— begin Information shown —
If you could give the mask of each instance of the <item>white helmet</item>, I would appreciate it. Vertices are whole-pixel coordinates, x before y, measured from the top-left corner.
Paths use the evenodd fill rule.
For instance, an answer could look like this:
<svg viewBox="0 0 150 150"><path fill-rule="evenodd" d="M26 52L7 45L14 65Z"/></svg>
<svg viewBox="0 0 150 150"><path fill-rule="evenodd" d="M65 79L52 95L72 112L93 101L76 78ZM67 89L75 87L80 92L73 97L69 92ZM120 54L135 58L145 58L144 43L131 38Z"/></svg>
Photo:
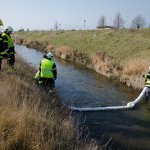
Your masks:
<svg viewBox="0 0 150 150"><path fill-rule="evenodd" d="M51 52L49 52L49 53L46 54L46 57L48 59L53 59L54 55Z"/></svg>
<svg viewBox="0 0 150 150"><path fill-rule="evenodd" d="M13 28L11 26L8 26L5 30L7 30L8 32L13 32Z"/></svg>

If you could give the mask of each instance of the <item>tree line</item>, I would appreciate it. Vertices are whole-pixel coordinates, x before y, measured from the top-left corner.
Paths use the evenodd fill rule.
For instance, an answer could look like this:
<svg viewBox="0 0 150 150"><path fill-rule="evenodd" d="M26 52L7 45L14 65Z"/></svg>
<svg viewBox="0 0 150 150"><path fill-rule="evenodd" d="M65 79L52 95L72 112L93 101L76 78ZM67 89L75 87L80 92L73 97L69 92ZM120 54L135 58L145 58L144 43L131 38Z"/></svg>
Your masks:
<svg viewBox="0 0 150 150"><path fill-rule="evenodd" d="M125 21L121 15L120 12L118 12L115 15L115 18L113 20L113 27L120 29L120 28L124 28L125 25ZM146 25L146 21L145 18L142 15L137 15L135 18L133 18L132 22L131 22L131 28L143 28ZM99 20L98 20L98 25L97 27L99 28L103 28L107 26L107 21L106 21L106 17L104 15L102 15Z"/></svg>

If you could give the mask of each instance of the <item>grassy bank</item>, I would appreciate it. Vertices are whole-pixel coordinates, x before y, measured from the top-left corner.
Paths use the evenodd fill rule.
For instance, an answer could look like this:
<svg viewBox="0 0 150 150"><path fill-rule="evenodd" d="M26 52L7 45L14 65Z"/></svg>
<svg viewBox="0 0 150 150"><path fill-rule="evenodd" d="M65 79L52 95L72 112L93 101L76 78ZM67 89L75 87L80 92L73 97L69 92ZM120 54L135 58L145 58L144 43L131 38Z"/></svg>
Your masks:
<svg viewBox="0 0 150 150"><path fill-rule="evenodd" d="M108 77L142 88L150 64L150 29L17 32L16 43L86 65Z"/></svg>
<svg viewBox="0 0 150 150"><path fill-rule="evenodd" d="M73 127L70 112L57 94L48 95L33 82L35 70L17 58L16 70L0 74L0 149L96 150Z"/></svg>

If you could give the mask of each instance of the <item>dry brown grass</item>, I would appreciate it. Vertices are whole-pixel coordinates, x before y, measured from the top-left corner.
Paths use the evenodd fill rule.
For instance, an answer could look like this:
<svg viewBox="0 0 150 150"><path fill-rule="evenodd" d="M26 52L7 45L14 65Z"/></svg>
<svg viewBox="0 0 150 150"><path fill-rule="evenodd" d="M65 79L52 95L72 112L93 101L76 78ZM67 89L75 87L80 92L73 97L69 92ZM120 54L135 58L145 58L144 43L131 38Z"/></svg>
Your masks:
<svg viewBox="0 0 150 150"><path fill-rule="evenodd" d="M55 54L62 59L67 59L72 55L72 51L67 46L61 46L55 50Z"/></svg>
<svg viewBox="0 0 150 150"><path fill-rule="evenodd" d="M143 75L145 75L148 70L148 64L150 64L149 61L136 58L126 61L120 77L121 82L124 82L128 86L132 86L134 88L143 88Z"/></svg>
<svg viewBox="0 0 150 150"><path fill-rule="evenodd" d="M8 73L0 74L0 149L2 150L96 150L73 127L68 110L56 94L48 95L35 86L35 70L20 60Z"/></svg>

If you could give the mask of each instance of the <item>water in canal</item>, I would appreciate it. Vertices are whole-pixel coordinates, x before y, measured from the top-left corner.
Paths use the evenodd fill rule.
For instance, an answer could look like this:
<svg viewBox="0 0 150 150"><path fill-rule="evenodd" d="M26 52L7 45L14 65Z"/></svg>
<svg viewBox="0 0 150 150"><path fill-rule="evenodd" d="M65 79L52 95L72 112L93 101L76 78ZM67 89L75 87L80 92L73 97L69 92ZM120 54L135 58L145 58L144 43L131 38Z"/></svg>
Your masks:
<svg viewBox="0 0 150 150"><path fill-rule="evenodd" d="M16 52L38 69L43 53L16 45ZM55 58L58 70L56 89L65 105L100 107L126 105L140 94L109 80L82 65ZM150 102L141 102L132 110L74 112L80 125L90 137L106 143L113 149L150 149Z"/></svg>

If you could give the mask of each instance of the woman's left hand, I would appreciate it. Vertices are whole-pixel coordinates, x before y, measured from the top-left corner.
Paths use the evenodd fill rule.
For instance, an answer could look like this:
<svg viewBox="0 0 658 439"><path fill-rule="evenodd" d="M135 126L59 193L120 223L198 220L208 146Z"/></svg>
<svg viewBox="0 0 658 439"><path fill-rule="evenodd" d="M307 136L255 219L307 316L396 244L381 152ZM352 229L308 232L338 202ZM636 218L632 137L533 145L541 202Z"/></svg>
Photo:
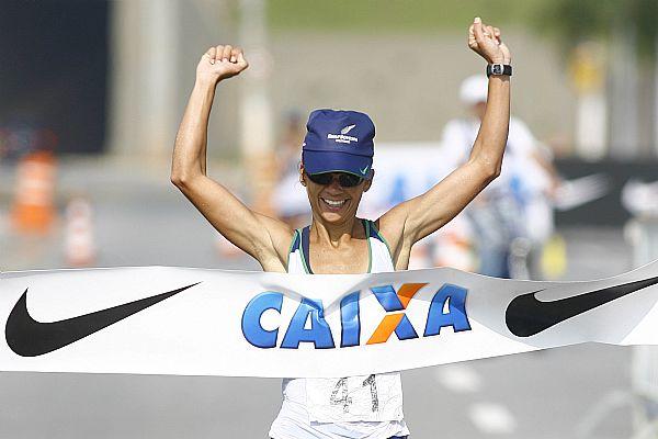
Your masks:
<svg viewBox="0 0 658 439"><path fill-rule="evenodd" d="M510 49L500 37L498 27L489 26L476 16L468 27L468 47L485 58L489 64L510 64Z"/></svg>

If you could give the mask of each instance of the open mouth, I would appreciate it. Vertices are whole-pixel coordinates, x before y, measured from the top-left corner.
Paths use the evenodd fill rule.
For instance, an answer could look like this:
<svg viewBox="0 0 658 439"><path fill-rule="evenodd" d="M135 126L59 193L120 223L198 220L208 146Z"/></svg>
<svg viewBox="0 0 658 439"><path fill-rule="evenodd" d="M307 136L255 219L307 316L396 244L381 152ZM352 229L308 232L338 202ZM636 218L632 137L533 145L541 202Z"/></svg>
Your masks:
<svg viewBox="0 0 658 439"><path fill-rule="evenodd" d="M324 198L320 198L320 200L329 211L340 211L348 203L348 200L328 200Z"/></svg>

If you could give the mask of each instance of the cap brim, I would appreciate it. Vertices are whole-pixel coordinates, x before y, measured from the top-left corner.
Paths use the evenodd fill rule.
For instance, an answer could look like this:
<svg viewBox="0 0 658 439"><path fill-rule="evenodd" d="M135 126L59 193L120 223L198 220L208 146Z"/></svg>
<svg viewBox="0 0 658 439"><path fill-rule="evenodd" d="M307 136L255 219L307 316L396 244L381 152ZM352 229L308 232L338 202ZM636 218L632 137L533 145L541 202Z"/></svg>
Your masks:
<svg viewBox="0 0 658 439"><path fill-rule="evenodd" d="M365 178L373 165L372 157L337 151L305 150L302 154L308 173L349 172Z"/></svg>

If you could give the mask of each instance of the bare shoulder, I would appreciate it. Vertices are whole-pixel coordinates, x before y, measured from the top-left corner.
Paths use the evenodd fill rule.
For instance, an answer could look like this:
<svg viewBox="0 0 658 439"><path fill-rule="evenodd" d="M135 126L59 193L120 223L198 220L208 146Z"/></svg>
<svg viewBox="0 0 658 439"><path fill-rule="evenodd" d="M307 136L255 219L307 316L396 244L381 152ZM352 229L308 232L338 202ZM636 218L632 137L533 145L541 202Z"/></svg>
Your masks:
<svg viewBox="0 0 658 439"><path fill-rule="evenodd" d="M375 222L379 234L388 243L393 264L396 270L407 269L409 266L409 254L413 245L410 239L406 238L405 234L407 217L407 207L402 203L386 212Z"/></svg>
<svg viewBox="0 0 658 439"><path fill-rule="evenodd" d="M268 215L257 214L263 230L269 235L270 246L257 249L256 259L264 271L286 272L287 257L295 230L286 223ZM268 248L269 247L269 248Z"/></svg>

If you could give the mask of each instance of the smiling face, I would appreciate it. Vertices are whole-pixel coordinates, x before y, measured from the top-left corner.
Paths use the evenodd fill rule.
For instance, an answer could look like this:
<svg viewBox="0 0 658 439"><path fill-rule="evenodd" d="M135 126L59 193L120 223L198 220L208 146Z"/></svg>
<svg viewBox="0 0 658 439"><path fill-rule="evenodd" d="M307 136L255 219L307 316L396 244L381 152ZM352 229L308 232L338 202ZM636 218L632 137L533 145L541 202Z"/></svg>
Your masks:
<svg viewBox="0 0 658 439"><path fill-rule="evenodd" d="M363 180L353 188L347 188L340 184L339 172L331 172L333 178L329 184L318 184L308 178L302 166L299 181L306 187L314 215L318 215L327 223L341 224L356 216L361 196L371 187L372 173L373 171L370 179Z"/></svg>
— end Information shown —
**Problem**
Rewrite the data from the line containing "of the bare" through the line containing "215L257 214L263 230L269" as a numbered list, omitting blank lines and including both of those lines.

**Answer for the task**
1. If you could give the mask of each instance of the bare shoulder, I would appreciate it. Vertices are whole-pixel coordinates, x before y, measured from the top-left corner.
2. Paths use the evenodd fill rule.
3. For instance, an answer could look like this:
4. <svg viewBox="0 0 658 439"><path fill-rule="evenodd" d="M135 126L59 193L120 223L198 220L208 146Z"/></svg>
5. <svg viewBox="0 0 658 439"><path fill-rule="evenodd" d="M307 136L255 219L307 316L396 244L381 152ZM352 229L308 232L338 202ZM636 218L632 137L533 145L541 202Z"/></svg>
6. Your masks:
7. <svg viewBox="0 0 658 439"><path fill-rule="evenodd" d="M375 222L379 234L388 243L393 264L396 270L407 269L409 266L409 254L413 245L410 239L406 238L405 234L407 217L407 207L402 203L386 212Z"/></svg>
8. <svg viewBox="0 0 658 439"><path fill-rule="evenodd" d="M268 215L257 214L263 230L269 235L270 246L257 249L256 259L264 271L286 272L287 257L295 230L286 223ZM268 248L269 247L269 248Z"/></svg>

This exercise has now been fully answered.